Your objective = Keep every word of the listing and reproduce it exactly, but set aside any image found there.

Records to process =
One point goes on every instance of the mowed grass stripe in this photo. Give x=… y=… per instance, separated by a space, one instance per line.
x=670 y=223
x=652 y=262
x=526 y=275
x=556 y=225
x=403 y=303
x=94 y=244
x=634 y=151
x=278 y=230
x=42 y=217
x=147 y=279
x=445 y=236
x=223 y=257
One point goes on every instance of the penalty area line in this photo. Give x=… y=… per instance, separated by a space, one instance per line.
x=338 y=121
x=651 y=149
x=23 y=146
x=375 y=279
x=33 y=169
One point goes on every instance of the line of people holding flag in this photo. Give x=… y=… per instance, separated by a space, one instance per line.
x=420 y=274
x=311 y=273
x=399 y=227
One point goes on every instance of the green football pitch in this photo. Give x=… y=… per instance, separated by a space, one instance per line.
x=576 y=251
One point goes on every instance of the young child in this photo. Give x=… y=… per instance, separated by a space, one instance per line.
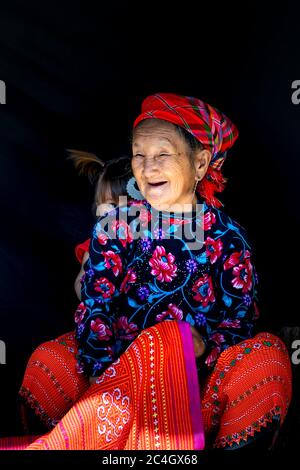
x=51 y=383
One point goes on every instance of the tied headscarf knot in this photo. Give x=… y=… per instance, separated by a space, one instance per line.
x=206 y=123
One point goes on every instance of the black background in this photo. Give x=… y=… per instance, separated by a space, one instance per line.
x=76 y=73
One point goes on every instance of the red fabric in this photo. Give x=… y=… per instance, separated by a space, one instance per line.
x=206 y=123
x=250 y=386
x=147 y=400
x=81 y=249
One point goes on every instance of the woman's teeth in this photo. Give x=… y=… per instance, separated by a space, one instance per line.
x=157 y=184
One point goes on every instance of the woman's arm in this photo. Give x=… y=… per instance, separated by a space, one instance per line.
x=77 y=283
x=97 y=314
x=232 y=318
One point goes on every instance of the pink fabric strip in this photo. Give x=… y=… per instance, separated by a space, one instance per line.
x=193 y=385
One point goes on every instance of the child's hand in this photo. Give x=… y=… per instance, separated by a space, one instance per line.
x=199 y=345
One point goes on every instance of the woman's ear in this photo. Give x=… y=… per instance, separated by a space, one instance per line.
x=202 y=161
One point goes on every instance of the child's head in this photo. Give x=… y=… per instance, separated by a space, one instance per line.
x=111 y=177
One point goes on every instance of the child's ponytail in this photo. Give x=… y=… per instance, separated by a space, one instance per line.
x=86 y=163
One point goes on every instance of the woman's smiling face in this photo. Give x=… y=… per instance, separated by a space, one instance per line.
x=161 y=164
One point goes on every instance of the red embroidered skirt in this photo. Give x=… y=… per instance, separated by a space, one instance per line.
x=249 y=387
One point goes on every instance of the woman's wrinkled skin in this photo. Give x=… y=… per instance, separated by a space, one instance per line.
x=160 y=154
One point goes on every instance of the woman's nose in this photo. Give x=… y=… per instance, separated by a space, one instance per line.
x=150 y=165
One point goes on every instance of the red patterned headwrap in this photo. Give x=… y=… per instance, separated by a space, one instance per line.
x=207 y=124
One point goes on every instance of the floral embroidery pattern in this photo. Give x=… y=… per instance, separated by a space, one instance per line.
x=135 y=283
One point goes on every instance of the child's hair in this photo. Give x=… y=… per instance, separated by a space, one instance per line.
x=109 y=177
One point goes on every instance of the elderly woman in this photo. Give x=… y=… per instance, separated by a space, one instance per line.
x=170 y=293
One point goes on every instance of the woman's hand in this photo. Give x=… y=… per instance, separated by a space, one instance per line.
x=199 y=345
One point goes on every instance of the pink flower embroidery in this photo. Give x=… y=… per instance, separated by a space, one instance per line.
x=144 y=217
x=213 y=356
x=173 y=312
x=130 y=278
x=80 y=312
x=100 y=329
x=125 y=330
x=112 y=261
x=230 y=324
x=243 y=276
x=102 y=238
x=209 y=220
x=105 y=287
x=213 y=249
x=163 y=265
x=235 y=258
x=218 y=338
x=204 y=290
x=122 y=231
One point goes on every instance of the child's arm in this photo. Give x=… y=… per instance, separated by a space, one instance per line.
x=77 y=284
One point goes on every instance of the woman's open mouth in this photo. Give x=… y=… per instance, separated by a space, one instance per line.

Result of this exercise =
One point goes on every instance of the mowed grass stripe in this photo. Give x=… y=… per instance, separated by a space, one instance per line.
x=670 y=223
x=652 y=262
x=526 y=275
x=556 y=225
x=403 y=303
x=94 y=244
x=634 y=151
x=278 y=230
x=42 y=217
x=147 y=279
x=445 y=236
x=223 y=257
One point goes on every instance of the penalty area line in this photo. Give x=… y=… per instance, separated by a space, one instance per line.
x=338 y=121
x=651 y=149
x=23 y=146
x=375 y=279
x=33 y=169
One point goes on every instance of the line of people holding flag in this photo. Give x=… y=… per instance, separated by a space, one instance per line.
x=420 y=274
x=311 y=273
x=399 y=227
One point goes on every instance of the green football pitch in this photo. Give x=… y=… per instance, separated by a space, one instance per line.
x=576 y=251
One point goes on every instance of the young child in this photo. Give x=… y=… per instance, separated by a space, one instance per line.
x=51 y=383
One point goes on every instance of the tied headscarf knot in this photo. Give x=… y=… per instance, separated by a space, one instance per line.
x=206 y=123
One point goes on every instance of the black background in this photo. Give x=… y=… per instance, separated by a space, one instance per line.
x=76 y=73
One point goes on every instance of the red fabric in this photo. Give x=… y=… per instance, separated by a space, one instance per line.
x=206 y=123
x=250 y=386
x=147 y=400
x=81 y=249
One point goes on every instance of the woman's teeth in this photo. Give x=… y=… per instance, separated by a space, one instance per line.
x=157 y=184
One point goes on every instance of the woman's arm in this photo. Give x=… y=… per instance, separated by a space, one instance per line.
x=77 y=283
x=97 y=314
x=232 y=318
One point goes on every instance of the pink fabric strip in this photo. Give x=… y=… per instance, separated by a space, one instance per line.
x=193 y=385
One point goes on every instance of the child's hand in this photo. Give x=… y=… per instance, separated by a space, one instance per line.
x=199 y=345
One point goes on every instance of the woman's ear in this photo. Give x=… y=… per instance, separated by a space, one instance per line.
x=202 y=161
One point goes on every instance of the child's head in this photo. Give x=… y=… per instance, separated by a space, one instance per line.
x=111 y=177
One point goes on every instance of the child's ponytail in this photo. Give x=… y=… per instance, separated by a space, one instance per line.
x=86 y=163
One point goes on every instance of the woman's smiling face in this photo. Give x=… y=… per instance, separated by a space, one instance per line.
x=161 y=164
One point goes on every instance of the red embroidered skirt in this photo. Give x=… y=… per instance, separated by a space, one instance per line.
x=249 y=387
One point goes on every instance of the woman's wrinkled skin in this photo. Give x=… y=… per instance, separated by a space, one instance per line.
x=160 y=154
One point goes on every instance of the woman's nose in this photo. Give x=… y=… per instance, separated by a space, one instance per line.
x=150 y=165
One point goes on every instance of the red patterned headwrap in this photo. Give x=… y=… per instance, separated by a space, one instance per line.
x=207 y=124
One point goes on every instance of the floral embroidery pattern in this photo. Give x=… y=… per instance, separated by a space, one instance per line.
x=135 y=283
One point goes on every instance of the child's hair in this photo. Give x=… y=… per instance, separated by a space, one instance per line.
x=109 y=177
One point goes on every instance of the elderly woman in this photo. Give x=… y=… per instance, separated by a space, one instance per line.
x=170 y=293
One point goes on every instance of the woman's hand in this photo. Give x=… y=… per instance, separated by a space, one instance per line.
x=199 y=345
One point goes on every instance of the pink flower embroidery in this photo. Give x=… y=… per instance, separated by a space, one instance per line.
x=144 y=217
x=213 y=356
x=173 y=312
x=130 y=278
x=80 y=312
x=100 y=329
x=125 y=330
x=112 y=261
x=230 y=324
x=243 y=276
x=102 y=238
x=209 y=220
x=105 y=287
x=213 y=249
x=163 y=265
x=235 y=258
x=218 y=338
x=204 y=290
x=122 y=231
One point goes on every instance of the child's arm in this photo. Give x=… y=… per instance, separated by a space, one instance per line.
x=77 y=284
One point goes on every instance of the woman's open mouth in this photo. Give x=… y=… per instance, separated by a space, one instance per line.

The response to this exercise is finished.